* _Text block_
AutoGraphAD: Unsupervised Graph NIDS

• AutoGraphAD is an unsupervised anomaly detection framework that leverages a heterogeneous variational graph autoencoder to process NetFlow data as temporal, bipartite graphs.
• It constructs graphs by linking connection-flow nodes with IP nodes, enabling localized anomaly scoring in fixed time windows while bypassing the need for labeled data.
• The framework optimizes reconstruction and KL-divergence losses through grid search on hyperparameters, achieving high throughput and robust detection performance.

AutoGraphAD is an unsupervised anomaly detection framework for network intrusion detection systems (NIDS), leveraging a Heterogeneous Variational Graph Autoencoder (VGAE) architecture to process NetFlow data as temporal heterogeneous graphs. Unlike supervised approaches, AutoGraphAD is designed to obviate the need for labelled datasets and downstream anomaly detectors by producing end-to-end anomaly scores based on reconstruction and latent space regularization (Anyfantis et al., 21 Nov 2025).

* _Work to do_
Please name the two kinds of nodes that the AutoGraphAD summary says are linked to build its graphs.

* _Information provided_
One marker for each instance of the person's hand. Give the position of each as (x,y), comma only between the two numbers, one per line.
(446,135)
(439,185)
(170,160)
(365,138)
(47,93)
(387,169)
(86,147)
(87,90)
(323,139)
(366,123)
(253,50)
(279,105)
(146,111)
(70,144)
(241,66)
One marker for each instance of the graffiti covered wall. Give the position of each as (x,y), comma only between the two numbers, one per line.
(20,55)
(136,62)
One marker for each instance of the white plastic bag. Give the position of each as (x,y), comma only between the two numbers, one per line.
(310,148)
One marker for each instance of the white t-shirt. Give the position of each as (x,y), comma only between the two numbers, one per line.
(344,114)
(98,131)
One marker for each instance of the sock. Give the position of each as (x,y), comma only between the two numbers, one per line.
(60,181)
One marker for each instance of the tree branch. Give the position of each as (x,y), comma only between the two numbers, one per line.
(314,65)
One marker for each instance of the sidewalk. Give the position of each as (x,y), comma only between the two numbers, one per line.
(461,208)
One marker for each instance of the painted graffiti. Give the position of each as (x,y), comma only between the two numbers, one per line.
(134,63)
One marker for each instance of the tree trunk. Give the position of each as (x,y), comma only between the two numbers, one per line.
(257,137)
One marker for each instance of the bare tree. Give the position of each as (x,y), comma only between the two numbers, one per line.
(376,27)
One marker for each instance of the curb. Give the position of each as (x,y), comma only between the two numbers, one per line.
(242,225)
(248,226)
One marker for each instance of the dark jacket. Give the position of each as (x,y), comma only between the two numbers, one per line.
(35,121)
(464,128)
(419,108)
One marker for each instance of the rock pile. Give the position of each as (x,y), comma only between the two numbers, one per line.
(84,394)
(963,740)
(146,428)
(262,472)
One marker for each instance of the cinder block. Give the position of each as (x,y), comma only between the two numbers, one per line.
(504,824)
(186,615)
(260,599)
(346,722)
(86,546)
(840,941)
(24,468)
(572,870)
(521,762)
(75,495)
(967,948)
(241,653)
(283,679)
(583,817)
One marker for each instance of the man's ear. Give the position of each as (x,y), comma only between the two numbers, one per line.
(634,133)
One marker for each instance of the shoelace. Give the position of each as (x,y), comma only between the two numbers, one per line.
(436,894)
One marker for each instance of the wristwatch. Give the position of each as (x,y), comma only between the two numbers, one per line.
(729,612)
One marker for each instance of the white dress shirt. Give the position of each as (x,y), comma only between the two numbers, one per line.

* _Response to this task_
Connection-flow nodes and IP nodes.